- Task directions: From the entries, copy each line that includes "green".
┌──
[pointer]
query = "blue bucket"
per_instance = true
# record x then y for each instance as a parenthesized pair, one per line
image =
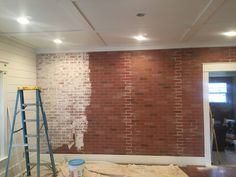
(76, 167)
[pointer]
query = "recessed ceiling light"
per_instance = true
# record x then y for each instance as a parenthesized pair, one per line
(140, 14)
(140, 38)
(230, 33)
(57, 41)
(23, 20)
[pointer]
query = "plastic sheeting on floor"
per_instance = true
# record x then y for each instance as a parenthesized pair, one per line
(106, 169)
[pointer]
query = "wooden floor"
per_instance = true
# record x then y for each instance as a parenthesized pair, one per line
(223, 171)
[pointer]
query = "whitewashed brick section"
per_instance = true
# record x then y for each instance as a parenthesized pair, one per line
(66, 91)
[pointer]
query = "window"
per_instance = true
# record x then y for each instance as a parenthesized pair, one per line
(217, 92)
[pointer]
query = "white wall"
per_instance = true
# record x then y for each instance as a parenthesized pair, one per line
(21, 70)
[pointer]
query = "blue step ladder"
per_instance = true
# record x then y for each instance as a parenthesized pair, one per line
(40, 114)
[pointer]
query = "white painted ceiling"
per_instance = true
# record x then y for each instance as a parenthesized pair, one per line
(98, 25)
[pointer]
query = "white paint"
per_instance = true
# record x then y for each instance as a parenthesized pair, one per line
(80, 123)
(21, 70)
(68, 89)
(132, 159)
(211, 67)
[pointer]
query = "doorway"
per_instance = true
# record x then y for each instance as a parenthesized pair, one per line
(219, 80)
(222, 100)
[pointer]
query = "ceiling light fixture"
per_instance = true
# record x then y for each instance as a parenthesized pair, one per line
(140, 14)
(140, 38)
(230, 33)
(57, 41)
(23, 20)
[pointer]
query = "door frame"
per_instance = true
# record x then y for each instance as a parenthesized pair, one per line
(3, 110)
(211, 67)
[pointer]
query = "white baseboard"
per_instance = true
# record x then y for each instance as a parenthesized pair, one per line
(132, 159)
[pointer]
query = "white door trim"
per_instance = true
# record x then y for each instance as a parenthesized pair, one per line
(211, 67)
(3, 108)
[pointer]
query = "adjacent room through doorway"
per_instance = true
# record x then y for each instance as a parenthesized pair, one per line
(222, 100)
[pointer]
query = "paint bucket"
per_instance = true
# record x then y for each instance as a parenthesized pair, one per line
(76, 167)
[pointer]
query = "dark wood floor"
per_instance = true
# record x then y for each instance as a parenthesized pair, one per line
(221, 171)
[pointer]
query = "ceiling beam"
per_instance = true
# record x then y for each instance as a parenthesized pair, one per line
(87, 21)
(208, 11)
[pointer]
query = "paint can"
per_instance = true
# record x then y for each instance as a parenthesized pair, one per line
(76, 167)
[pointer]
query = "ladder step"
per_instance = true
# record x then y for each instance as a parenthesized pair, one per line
(41, 164)
(35, 150)
(30, 110)
(33, 135)
(29, 104)
(32, 120)
(20, 145)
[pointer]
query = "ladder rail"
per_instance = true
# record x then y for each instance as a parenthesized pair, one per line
(11, 136)
(25, 138)
(37, 133)
(47, 136)
(39, 110)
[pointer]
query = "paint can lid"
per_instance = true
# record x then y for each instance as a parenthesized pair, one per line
(76, 162)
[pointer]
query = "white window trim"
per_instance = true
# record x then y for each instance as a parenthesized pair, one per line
(211, 67)
(3, 112)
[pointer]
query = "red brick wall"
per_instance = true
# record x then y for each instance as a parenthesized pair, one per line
(147, 102)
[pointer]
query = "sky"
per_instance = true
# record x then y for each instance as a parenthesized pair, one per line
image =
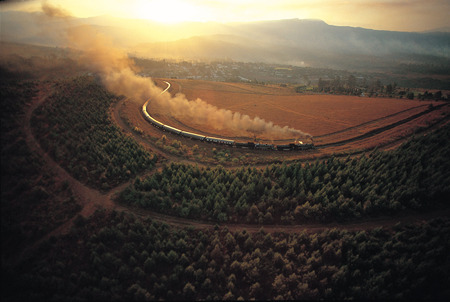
(397, 15)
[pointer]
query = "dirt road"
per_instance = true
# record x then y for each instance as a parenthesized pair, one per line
(91, 199)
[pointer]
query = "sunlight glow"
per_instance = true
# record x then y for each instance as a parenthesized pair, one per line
(168, 11)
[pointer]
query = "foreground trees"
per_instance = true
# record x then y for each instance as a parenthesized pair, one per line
(116, 256)
(73, 125)
(413, 177)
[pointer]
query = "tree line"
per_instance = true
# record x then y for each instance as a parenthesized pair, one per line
(116, 256)
(74, 126)
(32, 202)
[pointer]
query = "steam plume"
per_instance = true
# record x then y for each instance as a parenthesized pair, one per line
(117, 72)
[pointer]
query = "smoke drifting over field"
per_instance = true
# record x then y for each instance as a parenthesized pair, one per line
(117, 72)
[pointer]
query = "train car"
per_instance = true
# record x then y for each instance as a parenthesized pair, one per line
(302, 146)
(265, 147)
(219, 140)
(171, 129)
(285, 147)
(192, 135)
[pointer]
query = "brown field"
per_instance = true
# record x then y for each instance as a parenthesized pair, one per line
(319, 115)
(331, 119)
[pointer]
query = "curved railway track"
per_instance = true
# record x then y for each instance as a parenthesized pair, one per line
(92, 199)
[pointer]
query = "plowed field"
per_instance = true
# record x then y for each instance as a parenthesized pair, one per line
(328, 118)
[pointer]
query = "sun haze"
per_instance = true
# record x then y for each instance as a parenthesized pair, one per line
(398, 15)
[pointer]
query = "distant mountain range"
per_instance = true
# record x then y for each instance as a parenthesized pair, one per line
(296, 42)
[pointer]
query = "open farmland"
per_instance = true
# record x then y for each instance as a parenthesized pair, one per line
(329, 119)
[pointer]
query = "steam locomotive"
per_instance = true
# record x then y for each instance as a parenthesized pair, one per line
(222, 141)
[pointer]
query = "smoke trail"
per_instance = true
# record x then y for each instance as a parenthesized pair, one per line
(117, 72)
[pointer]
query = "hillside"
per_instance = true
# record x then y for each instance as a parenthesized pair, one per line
(297, 42)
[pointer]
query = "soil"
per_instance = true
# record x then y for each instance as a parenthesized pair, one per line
(92, 199)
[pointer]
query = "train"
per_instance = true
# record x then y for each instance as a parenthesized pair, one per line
(222, 141)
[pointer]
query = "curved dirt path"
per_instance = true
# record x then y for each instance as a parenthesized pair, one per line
(92, 199)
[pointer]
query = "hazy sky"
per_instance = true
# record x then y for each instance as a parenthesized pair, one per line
(401, 15)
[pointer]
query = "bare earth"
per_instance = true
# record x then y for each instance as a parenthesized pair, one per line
(91, 199)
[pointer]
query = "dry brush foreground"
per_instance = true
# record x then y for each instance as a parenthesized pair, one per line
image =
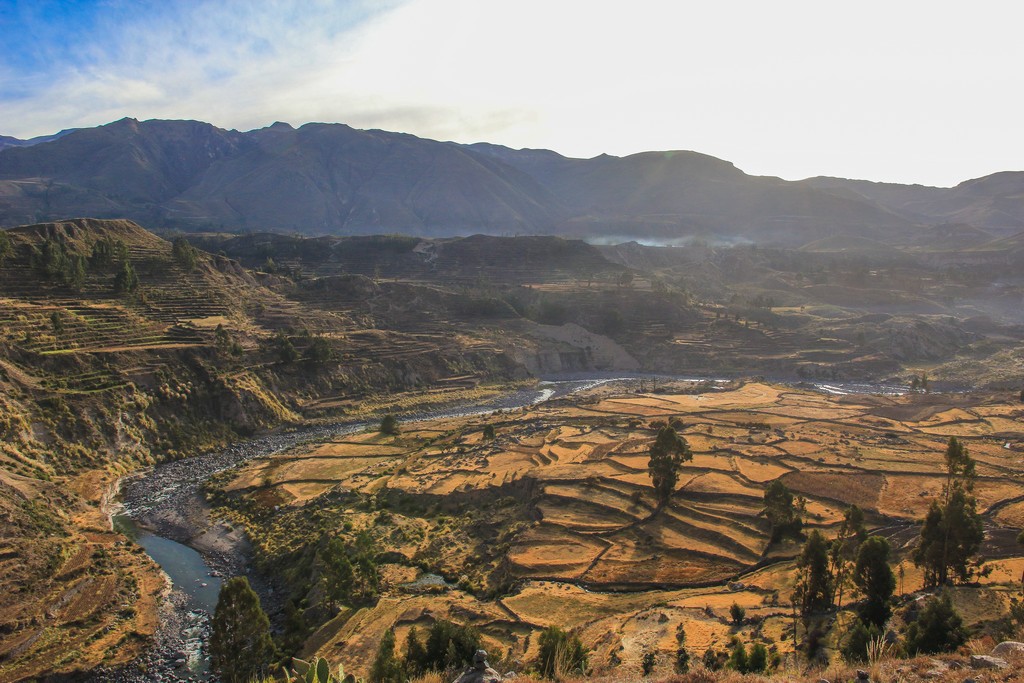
(554, 521)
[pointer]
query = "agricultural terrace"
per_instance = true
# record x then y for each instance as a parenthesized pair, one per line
(554, 520)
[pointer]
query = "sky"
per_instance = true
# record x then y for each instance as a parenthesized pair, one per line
(902, 90)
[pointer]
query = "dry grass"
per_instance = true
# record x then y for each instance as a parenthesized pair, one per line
(584, 470)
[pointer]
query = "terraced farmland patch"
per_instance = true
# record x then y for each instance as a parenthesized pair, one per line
(559, 511)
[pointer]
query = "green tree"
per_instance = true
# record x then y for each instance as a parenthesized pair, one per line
(240, 639)
(386, 668)
(668, 454)
(843, 550)
(711, 660)
(737, 614)
(286, 350)
(647, 663)
(450, 646)
(126, 281)
(737, 657)
(682, 662)
(320, 350)
(561, 652)
(6, 248)
(813, 590)
(781, 511)
(939, 628)
(757, 660)
(952, 530)
(185, 255)
(336, 571)
(416, 653)
(389, 425)
(876, 581)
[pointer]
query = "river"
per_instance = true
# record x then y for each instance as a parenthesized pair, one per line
(162, 508)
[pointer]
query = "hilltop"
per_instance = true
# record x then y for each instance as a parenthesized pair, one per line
(333, 179)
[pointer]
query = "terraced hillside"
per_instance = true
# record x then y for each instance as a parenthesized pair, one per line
(554, 520)
(119, 349)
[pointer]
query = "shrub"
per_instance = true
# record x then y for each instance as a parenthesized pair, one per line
(561, 653)
(855, 647)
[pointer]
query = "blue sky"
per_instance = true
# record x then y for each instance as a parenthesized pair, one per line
(908, 91)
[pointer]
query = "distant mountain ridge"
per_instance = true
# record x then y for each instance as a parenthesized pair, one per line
(333, 179)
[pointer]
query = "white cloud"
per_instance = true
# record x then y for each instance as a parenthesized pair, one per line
(910, 91)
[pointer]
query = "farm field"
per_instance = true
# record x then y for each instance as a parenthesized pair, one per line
(554, 520)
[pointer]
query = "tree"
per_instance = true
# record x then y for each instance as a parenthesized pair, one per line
(855, 646)
(389, 425)
(6, 249)
(938, 629)
(240, 639)
(184, 254)
(876, 581)
(781, 511)
(386, 668)
(737, 613)
(561, 652)
(416, 653)
(336, 571)
(682, 663)
(813, 590)
(668, 454)
(711, 660)
(449, 646)
(647, 663)
(737, 658)
(320, 350)
(126, 281)
(844, 550)
(952, 530)
(757, 660)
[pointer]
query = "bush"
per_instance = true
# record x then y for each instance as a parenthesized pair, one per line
(561, 653)
(855, 647)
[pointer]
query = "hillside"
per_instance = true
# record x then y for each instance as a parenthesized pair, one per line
(993, 203)
(553, 521)
(333, 179)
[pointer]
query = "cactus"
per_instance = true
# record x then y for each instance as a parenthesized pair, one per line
(317, 670)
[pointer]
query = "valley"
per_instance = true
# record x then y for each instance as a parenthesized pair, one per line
(122, 349)
(553, 521)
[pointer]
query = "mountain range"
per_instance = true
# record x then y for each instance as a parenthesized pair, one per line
(334, 179)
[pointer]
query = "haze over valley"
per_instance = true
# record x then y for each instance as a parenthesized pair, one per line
(564, 342)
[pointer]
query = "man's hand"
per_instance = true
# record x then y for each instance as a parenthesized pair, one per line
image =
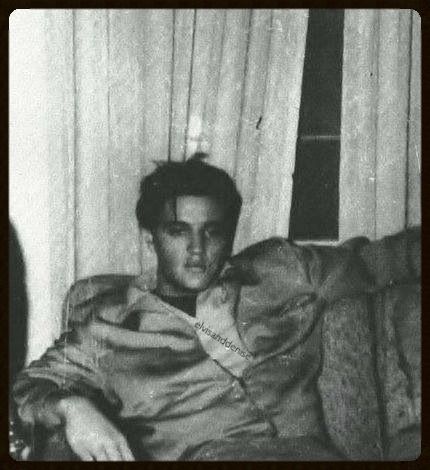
(90, 435)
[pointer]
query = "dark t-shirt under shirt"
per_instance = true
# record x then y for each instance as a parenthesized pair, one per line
(186, 303)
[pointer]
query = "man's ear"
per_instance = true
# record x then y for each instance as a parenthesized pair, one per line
(148, 239)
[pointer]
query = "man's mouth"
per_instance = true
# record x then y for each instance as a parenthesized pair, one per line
(195, 267)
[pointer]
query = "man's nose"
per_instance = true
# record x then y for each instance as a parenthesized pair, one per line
(196, 245)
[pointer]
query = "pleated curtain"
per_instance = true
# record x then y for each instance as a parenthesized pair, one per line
(380, 168)
(98, 95)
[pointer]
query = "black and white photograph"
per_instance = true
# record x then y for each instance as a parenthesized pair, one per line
(214, 235)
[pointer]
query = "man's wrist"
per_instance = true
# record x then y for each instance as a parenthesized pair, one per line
(63, 407)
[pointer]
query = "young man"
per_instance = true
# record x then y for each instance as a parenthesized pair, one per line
(175, 369)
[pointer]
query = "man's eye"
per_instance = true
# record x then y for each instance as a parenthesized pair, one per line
(176, 231)
(214, 232)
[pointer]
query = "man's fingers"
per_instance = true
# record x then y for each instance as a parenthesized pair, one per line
(101, 454)
(126, 453)
(84, 455)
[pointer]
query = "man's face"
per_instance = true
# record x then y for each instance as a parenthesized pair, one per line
(191, 242)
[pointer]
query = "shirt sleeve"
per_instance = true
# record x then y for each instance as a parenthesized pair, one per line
(69, 368)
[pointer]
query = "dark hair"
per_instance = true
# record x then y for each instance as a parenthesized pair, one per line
(192, 177)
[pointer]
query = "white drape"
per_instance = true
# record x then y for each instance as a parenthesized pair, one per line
(97, 95)
(381, 123)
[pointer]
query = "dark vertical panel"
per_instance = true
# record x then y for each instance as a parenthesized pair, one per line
(181, 79)
(315, 199)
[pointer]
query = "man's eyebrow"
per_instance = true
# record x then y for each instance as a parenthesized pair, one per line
(172, 223)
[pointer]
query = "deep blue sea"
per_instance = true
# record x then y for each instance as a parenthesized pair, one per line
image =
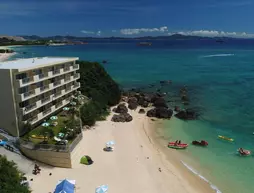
(220, 80)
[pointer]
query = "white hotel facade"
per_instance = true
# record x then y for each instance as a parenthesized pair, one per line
(33, 89)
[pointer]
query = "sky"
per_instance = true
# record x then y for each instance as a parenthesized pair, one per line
(127, 18)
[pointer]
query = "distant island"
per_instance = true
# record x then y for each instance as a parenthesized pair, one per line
(73, 40)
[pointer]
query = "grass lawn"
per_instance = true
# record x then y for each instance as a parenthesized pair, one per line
(63, 119)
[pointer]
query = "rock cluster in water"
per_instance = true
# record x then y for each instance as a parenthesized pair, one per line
(123, 115)
(158, 105)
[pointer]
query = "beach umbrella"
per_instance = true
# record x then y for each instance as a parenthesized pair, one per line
(101, 189)
(65, 186)
(45, 124)
(54, 118)
(73, 103)
(110, 143)
(87, 160)
(66, 108)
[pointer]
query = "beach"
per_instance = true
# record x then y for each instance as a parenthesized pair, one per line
(132, 167)
(6, 56)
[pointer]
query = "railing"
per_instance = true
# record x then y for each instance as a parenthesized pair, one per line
(56, 72)
(76, 76)
(75, 66)
(57, 83)
(46, 111)
(41, 76)
(50, 147)
(67, 79)
(67, 89)
(27, 94)
(44, 88)
(57, 94)
(66, 69)
(45, 100)
(31, 120)
(27, 80)
(30, 107)
(76, 85)
(59, 104)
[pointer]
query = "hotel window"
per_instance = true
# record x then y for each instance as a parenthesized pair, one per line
(21, 76)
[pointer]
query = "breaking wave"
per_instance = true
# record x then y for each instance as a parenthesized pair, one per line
(202, 177)
(217, 55)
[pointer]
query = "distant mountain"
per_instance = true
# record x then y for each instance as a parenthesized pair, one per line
(171, 37)
(11, 38)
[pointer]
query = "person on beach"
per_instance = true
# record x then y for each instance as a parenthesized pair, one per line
(241, 150)
(176, 142)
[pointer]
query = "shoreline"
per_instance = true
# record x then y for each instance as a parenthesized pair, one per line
(172, 160)
(6, 56)
(132, 167)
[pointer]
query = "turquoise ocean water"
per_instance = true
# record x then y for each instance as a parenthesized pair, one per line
(220, 79)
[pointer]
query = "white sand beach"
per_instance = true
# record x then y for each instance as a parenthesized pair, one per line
(133, 167)
(5, 56)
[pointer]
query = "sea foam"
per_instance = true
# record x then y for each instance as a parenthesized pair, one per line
(217, 55)
(202, 177)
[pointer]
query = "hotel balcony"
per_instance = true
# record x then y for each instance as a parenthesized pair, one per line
(75, 66)
(46, 75)
(42, 115)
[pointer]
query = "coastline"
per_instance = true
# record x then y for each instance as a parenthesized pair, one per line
(6, 56)
(176, 158)
(132, 167)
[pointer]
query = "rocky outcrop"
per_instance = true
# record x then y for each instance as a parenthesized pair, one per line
(142, 111)
(125, 117)
(160, 102)
(187, 115)
(160, 112)
(121, 108)
(133, 103)
(177, 109)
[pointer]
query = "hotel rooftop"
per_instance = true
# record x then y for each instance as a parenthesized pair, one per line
(32, 63)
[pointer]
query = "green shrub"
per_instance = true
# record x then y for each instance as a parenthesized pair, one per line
(10, 177)
(101, 88)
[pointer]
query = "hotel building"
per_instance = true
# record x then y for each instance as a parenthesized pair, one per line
(34, 89)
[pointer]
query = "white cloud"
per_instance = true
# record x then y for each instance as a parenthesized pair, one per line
(214, 33)
(87, 32)
(133, 31)
(98, 33)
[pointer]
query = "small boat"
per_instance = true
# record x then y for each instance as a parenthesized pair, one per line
(177, 146)
(244, 153)
(225, 138)
(144, 44)
(200, 143)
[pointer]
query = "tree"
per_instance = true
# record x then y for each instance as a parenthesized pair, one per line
(103, 91)
(90, 112)
(10, 177)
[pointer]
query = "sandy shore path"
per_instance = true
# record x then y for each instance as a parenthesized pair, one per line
(132, 167)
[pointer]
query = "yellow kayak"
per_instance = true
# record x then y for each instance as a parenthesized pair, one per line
(225, 138)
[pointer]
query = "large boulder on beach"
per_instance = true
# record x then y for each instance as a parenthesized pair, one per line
(142, 111)
(145, 104)
(132, 103)
(185, 98)
(121, 108)
(132, 106)
(132, 100)
(125, 117)
(160, 112)
(187, 115)
(160, 102)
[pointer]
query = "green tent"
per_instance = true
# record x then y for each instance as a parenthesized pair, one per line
(86, 160)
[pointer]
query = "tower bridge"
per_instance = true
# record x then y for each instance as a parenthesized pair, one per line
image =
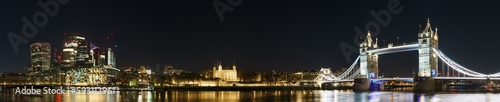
(364, 70)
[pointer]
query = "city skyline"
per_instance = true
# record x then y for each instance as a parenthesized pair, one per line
(257, 38)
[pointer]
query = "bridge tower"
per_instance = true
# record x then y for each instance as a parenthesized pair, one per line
(369, 61)
(368, 64)
(428, 60)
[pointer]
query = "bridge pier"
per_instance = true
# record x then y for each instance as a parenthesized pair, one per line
(361, 84)
(424, 84)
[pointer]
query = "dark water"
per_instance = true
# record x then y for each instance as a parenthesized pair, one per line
(257, 96)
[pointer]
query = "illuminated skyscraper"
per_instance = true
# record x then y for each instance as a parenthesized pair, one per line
(40, 62)
(75, 52)
(40, 56)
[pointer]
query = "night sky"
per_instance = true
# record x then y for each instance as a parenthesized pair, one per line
(259, 35)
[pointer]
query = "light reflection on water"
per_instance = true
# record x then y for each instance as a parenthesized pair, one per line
(257, 96)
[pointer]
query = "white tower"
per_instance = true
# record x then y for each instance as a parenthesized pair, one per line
(427, 40)
(368, 61)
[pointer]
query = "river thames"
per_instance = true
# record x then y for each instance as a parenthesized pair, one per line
(258, 96)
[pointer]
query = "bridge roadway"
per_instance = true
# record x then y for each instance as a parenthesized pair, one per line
(411, 79)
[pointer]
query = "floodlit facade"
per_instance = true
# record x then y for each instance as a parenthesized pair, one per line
(369, 61)
(428, 61)
(226, 74)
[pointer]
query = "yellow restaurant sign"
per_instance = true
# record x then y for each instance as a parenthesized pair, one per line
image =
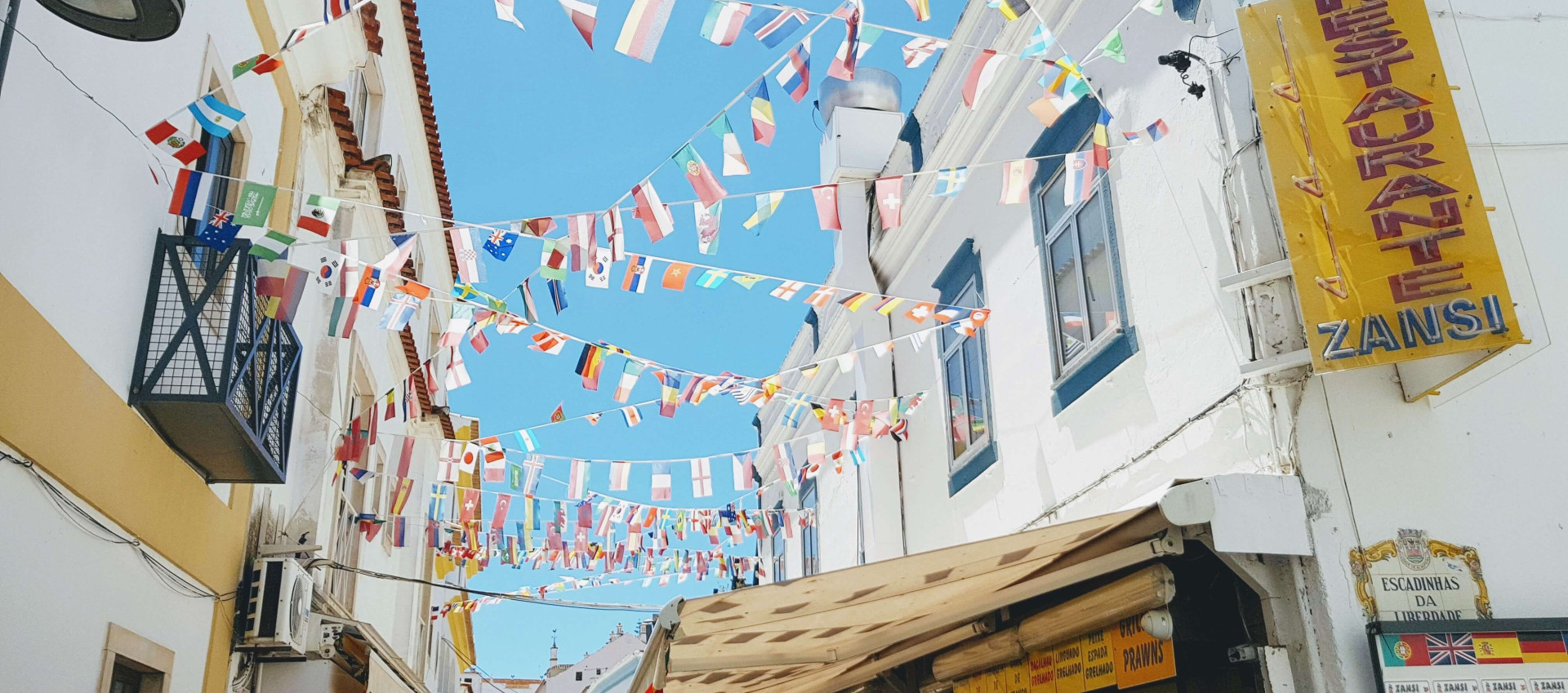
(1390, 242)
└──
- Exercise result:
query = "green tree"
query = "green shrub"
query = "green tent"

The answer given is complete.